■ Extract:
Content starts
Accidents happen all the time and can occur in a wide range of settings. From workplace slip and fall cases to vehicle accidents, and from nursing home injuries to medical malpractice, injuries and accidents can affect anyone, anywhere, and can lead to significant financial losses and serious bodily harm. According to the Centers for Disease Control and Prevention (CDC), there were roughly 40 million physician visits and almost 170,000 fatalities in the United States in 2017 due to accidents.
If you were injured in an accident, here is what you need to know about handling your own claim.
Collect Evidence and Identify the At-Fault Party
The first step in any personal injury claim is collecting evidence and identifying the at-fault party. The at-fault party or parties are the individuals or groups you hold responsible for the accident in which you suffered losses or injuries.
Identifying the at-fault party usually requires some form of proof. The proof you will need depends on the kind of accident or injuries in question. For example:
- Evidence for a vehicle accident can be a police accident report, accident photos, or video footage from the scene. You can also use cellphone usage data if you are trying to prove distracted driving, or vehicle speed and location data.
- For nursing home injuries, you can use eyewitness accounts of an accident or injury, proof of financial transactions to support a financial abuse claim, or proof of physical injuries such as X-rays or medical reports for a bodily harm claim.
- Maintenance logs–for vehicles, roads, or machinery–can be used to support a claim regarding injuries caused by faulty vehicles, roads, or machinery. Maintenance and service logs can also be used in slip and fall cases and premises liability claims.
- The testimony of a medical professional can be used–and is sometimes required–for medical malpractice cases.
- Workplace accidents can be proven using footage of the accident or safety and security records to determine whether or not an employer was up to code regarding worker safety.
Once you have evidence to prove that you suffered an accident or sustained injuries and can connect your accident and/or injuries to the actions of an at-fault party, you must evaluate your losses.
Content ends
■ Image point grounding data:
Content starts
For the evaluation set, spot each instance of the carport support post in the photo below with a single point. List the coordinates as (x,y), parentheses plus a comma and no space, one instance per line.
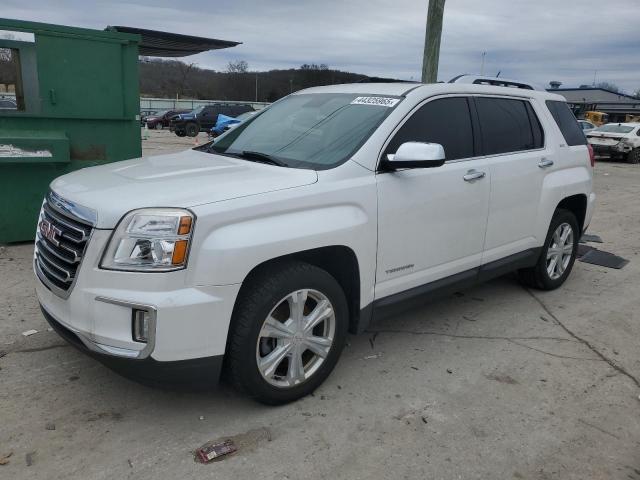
(432,36)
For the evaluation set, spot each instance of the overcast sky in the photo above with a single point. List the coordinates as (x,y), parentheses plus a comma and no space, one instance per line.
(534,40)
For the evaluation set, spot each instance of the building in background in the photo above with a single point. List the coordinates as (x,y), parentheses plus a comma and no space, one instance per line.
(618,106)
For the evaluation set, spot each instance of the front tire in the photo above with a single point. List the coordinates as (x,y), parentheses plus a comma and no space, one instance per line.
(558,253)
(288,329)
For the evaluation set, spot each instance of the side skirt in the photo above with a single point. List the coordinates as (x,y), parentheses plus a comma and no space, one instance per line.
(401,301)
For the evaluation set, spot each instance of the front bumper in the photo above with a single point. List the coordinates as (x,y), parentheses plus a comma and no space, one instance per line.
(198,372)
(191,322)
(619,148)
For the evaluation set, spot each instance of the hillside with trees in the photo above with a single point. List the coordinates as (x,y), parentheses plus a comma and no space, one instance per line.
(168,78)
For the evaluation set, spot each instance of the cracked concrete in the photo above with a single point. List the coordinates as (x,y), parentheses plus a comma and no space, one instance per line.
(493,382)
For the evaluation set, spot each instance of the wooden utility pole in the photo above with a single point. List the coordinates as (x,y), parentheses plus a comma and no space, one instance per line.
(432,36)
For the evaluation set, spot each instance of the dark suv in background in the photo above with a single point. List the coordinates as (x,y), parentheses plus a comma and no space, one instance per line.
(204,118)
(162,118)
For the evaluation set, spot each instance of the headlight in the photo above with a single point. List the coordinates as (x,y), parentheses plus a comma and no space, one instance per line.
(150,240)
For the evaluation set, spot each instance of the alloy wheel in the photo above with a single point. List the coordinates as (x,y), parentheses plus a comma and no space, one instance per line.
(295,338)
(560,251)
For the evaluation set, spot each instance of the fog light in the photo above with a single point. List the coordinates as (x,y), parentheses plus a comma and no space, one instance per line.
(140,327)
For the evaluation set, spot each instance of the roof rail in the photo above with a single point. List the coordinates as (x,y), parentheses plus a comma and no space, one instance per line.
(495,81)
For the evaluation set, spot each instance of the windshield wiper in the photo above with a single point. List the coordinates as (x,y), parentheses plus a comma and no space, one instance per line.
(261,157)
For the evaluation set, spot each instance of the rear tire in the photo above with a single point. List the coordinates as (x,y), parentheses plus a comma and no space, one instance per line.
(276,353)
(191,129)
(558,253)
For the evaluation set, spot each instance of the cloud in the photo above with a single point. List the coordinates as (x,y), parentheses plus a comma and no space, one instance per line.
(534,40)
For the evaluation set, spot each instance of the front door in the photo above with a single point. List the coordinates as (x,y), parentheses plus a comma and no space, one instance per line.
(432,221)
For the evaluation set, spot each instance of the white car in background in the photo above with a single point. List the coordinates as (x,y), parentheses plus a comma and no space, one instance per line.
(586,126)
(618,140)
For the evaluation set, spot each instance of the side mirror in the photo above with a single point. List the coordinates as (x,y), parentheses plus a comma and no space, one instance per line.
(415,155)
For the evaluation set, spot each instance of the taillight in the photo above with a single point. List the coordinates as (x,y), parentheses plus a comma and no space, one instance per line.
(592,156)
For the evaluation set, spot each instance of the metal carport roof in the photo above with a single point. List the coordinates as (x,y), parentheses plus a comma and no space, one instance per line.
(164,44)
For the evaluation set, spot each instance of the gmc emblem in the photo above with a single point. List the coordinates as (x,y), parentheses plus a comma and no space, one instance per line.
(50,232)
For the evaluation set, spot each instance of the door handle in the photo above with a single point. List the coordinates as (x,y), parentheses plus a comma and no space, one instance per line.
(472,175)
(545,162)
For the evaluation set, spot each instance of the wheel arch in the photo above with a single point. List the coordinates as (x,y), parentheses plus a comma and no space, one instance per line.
(576,204)
(339,261)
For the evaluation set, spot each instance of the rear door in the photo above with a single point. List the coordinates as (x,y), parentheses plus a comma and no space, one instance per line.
(431,221)
(513,144)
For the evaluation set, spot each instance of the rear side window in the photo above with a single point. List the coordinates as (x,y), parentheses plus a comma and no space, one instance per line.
(446,121)
(508,125)
(567,123)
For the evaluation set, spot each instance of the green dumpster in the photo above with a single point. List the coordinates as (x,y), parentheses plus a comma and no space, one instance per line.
(69,99)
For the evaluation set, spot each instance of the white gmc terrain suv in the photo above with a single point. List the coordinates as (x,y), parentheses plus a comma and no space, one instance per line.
(256,254)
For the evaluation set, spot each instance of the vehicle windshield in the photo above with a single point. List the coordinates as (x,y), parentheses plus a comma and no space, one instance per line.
(614,128)
(316,131)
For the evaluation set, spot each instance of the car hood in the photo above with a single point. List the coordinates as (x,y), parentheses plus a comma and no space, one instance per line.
(615,135)
(184,179)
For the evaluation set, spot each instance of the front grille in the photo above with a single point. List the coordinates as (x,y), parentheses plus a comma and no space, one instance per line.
(61,241)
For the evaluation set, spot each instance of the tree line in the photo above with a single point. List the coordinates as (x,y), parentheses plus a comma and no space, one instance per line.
(168,78)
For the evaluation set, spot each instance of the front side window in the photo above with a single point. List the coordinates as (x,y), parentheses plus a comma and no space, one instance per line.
(508,125)
(446,121)
(316,131)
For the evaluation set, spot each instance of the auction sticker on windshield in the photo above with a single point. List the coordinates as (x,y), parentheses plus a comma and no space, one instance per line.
(378,101)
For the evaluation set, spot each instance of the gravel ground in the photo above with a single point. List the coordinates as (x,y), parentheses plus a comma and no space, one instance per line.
(495,382)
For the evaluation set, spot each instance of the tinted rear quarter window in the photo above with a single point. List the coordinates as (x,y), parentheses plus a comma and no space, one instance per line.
(566,122)
(446,121)
(508,125)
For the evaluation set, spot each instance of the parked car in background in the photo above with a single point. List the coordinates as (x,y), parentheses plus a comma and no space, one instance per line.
(204,118)
(8,104)
(144,114)
(161,119)
(586,126)
(618,140)
(225,123)
(257,253)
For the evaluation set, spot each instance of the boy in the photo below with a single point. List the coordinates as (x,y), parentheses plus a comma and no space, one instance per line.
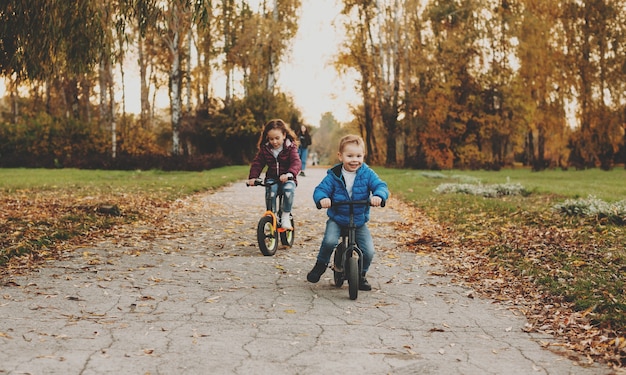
(351,179)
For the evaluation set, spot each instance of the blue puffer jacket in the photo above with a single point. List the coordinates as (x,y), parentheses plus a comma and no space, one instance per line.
(333,186)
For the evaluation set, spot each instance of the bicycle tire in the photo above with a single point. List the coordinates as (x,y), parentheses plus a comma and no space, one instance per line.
(287,237)
(267,236)
(338,269)
(352,271)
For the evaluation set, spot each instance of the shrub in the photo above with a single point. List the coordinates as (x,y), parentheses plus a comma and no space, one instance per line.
(491,191)
(594,207)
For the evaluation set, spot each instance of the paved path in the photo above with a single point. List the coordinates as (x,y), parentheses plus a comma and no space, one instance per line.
(203,300)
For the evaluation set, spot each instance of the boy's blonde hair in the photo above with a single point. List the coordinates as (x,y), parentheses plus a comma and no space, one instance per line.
(351,138)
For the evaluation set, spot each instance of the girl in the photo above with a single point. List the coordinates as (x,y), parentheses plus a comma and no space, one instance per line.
(278,150)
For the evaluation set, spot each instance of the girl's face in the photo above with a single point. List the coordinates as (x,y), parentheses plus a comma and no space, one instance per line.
(351,156)
(276,138)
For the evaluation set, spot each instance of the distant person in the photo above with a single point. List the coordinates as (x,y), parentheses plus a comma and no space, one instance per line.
(315,160)
(304,139)
(351,179)
(278,150)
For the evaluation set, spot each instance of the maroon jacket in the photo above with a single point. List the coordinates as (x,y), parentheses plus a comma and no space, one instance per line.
(287,161)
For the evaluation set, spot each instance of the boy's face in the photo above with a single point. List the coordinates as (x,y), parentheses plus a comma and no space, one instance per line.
(276,138)
(351,156)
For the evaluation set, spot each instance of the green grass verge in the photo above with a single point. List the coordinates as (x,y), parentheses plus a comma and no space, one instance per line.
(46,210)
(166,185)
Content ends
■ Exercise 1: According to the personal injury article, roughly how many accident fatalities did the United States have in 2017?
■ Exercise 2: Go on with the article on personal injury claims from where it stops.

■ Exercise result 1: Almost 170,000.

■ Exercise result 2:
Evaluate Losses and Damages
The idea behind a personal injury claim is receiving compensation for the losses and/or damages you suffered because of the negligence, recklessness, or incompetence of another party. When submitting a demand letter to an at-fault party’s insurer seeking compensation, you need to highlight the losses that accrue from:
- Lost wages, including lost future wages or lower earning capacity.
- Medical treatment costs.
- Vehicle or property damage.
- Noneconomic damages such as a lower quality of life and pain and suffering.
Accurately assessing these damages is critical because an unfair claim demand will likely be denied outright, and an inadequate demand leaves you exposed to the risks of financial stress over time. According to the Centers for Disease Control and Prevention (CDC) Vital Signs publication, the costs of vehicle accidents can range from $3,300 to $57,000 depending on the severity of the victim’s injuries. These are substantial costs by any measure.
Prove Liability and File a Claim
The final step is proving liability of the at-fault party identified in the first step and connecting that party’s actions–or negligent inaction–to the injuries and/or damages identified and quantified in the second step. To win a personal injury claim, you must be able to prove that:
- The at-fault party owed you a duty of care of safety within the bounds deemed fair by law in the context of your accident.
- The at-fault party breached the duty of care in some way.
- The breach in the duty of care led to an accident.
- You suffered losses, damages, or injuries because of the accident.
For vehicle accidents, the duty of care can be interpreted as driving safely and abiding by the law when operating a vehicle. For medical malpractice cases, it can be interpreted as having the experience, knowledge, and credentials to treat patients with specific illnesses.
If you can connect a breach of the duty of care to an accident and connect an accident to injuries and specific losses and damages, you will likely be able to file a compensation claim. This last step requires submitting your evidence, arguments supporting your claim, and a letter of intent to sue to the at-fault party’s insurer so they can review your case.
If you were involved in a hit-and-run or had an accident with a party that was not insured, it can be hard to win compensation of any type. This is because Indiana is an at-fault state and you typically cannot seek compensation from your own insurer for an accident unless you have uninsured or underinsured motorist coverage. The insurance coverage policies that apply to your accident will vary from case to case.
Contact Our Office to Learn More About Personal Injury Claims
The Sevenish Law Firm, P.C. focuses exclusively on personal injury cases. Unless you understand relevant personal injury and insurance laws and know how to collect evidence and present a compelling case for compensation, you run the risk of having your claim denied. To learn more about what you need to know about handling your own claim or for assistance with a claim, please call us today at (317) 743-7971.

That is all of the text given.